I view mining, refining, and concentrating as processes that should happen together at the same location. If Tesla does wade deeper into the Nickel supply chain, my view is that they should take on all three steps, either alone or with a partner. Before Battery Day, I would have rejected this idea, however, as discussed earlier, Tesla will develop whatever core competency is required to accelerate the world’s transition to sustainable energy. The primary argument I see against Tesla getting into Nickel mining is that it comes with so many environmental and governance concerns. This would be followed by my expectation that Tesla will eventually shift to Nickel free cathodes, but that’s probably at least 10 years away.

Dataset entries:
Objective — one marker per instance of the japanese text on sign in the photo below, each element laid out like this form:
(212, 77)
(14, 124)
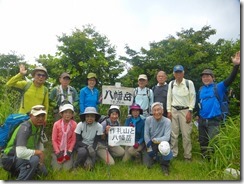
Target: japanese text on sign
(121, 135)
(117, 95)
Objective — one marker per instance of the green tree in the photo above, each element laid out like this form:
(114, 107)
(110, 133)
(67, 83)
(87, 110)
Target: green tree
(83, 52)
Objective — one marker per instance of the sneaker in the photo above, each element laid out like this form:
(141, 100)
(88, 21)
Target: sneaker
(165, 171)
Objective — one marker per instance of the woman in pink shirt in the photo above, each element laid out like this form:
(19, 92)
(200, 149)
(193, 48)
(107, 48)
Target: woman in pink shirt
(63, 139)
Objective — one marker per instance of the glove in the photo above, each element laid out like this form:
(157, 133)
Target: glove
(136, 145)
(67, 157)
(151, 154)
(149, 144)
(60, 157)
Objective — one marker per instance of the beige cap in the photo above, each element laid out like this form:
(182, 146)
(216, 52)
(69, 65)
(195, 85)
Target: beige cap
(142, 76)
(38, 109)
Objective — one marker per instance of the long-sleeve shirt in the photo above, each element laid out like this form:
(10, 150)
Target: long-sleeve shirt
(158, 130)
(139, 127)
(180, 95)
(57, 134)
(88, 98)
(33, 96)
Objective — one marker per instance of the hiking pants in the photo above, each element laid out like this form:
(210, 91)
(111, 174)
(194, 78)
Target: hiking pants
(207, 130)
(179, 125)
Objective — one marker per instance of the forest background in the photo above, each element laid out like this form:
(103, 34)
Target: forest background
(87, 50)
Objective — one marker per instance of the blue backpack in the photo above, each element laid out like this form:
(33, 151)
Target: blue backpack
(10, 124)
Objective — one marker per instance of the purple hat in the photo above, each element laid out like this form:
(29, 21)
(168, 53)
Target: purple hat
(135, 106)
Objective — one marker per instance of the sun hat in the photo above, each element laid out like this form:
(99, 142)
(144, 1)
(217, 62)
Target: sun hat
(207, 72)
(179, 68)
(38, 109)
(164, 149)
(113, 108)
(142, 76)
(39, 68)
(66, 107)
(91, 75)
(90, 110)
(135, 106)
(63, 75)
(156, 103)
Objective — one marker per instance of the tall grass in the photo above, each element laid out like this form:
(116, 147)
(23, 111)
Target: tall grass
(227, 152)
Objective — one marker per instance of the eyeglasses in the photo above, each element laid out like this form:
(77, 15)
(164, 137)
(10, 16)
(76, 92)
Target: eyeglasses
(41, 75)
(38, 108)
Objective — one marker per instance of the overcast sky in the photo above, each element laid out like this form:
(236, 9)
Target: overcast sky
(31, 27)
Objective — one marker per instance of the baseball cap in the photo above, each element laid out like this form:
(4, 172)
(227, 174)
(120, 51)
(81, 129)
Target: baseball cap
(63, 75)
(39, 68)
(164, 149)
(38, 109)
(142, 76)
(207, 72)
(66, 107)
(179, 68)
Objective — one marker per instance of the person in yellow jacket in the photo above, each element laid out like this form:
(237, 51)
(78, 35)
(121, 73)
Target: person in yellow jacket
(35, 92)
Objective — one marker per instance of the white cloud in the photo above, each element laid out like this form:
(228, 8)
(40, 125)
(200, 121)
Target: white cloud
(30, 27)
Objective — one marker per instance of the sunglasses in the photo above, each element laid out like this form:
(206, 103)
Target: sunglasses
(41, 75)
(38, 108)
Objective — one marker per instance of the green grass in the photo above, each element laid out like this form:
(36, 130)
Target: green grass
(197, 170)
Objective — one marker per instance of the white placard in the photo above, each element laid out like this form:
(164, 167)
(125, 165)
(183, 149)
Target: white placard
(121, 135)
(117, 95)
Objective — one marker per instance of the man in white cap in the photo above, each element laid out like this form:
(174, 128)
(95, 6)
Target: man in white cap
(23, 147)
(33, 92)
(181, 100)
(157, 129)
(143, 96)
(63, 94)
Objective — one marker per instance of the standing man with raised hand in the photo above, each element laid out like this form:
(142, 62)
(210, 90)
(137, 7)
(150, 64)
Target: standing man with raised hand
(63, 94)
(160, 90)
(22, 156)
(209, 105)
(181, 100)
(143, 96)
(34, 91)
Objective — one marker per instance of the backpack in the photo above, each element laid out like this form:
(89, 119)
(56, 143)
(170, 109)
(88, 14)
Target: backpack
(8, 127)
(187, 84)
(224, 104)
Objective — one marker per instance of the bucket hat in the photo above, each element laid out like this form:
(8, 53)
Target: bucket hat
(135, 106)
(66, 107)
(113, 108)
(90, 110)
(39, 68)
(178, 68)
(164, 149)
(38, 109)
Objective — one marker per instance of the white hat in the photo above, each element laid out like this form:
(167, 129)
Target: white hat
(66, 107)
(142, 76)
(38, 109)
(90, 110)
(164, 149)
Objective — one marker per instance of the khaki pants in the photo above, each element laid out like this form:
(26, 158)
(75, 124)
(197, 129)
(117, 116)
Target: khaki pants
(106, 153)
(179, 125)
(130, 151)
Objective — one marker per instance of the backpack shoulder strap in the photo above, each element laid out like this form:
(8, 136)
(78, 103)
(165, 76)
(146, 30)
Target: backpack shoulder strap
(187, 83)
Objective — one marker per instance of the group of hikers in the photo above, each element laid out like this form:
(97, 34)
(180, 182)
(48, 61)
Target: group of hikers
(158, 115)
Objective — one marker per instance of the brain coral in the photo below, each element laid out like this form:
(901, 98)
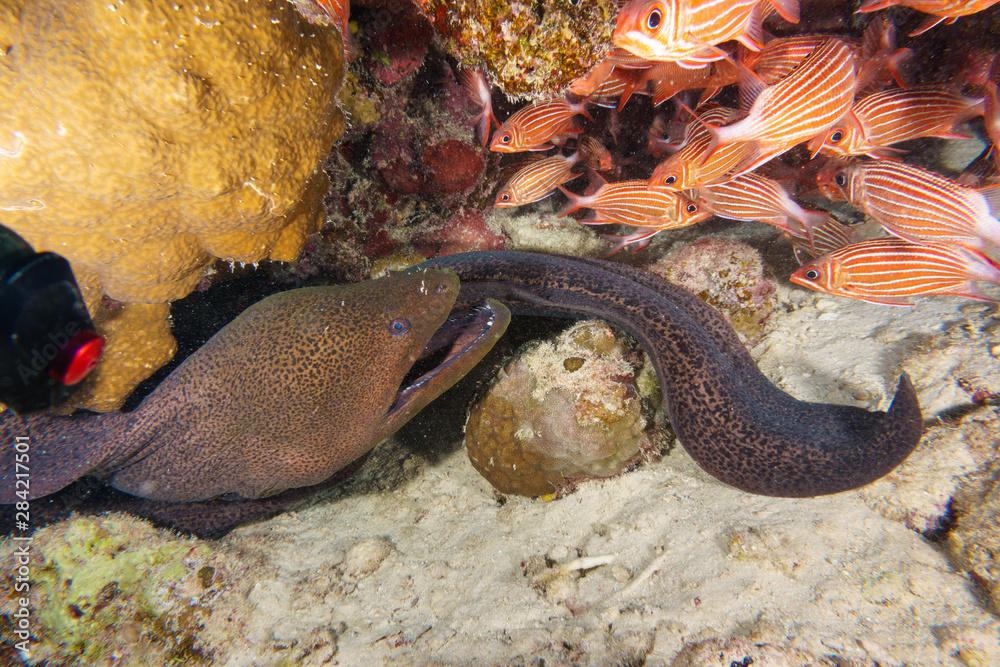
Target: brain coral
(143, 139)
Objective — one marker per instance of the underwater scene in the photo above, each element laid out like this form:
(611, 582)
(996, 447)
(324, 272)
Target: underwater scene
(467, 332)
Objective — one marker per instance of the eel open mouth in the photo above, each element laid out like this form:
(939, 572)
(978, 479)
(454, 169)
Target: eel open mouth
(458, 345)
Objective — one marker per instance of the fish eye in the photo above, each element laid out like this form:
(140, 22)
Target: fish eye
(653, 18)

(Task directions)
Print the full passage on Tesla and nickel mining word for word. These records were taken from a separate source.

(Response to the exercise)
I view mining, refining, and concentrating as processes that should happen together at the same location. If Tesla does wade deeper into the Nickel supply chain, my view is that they should take on all three steps, either alone or with a partner. Before Battery Day, I would have rejected this idea, however, as discussed earlier, Tesla will develop whatever core competency is required to accelerate the world’s transition to sustainable energy. The primary argument I see against Tesla getting into Nickel mining is that it comes with so many environmental and governance concerns. This would be followed by my expectation that Tesla will eventually shift to Nickel free cathodes, but that’s probably at least 10 years away.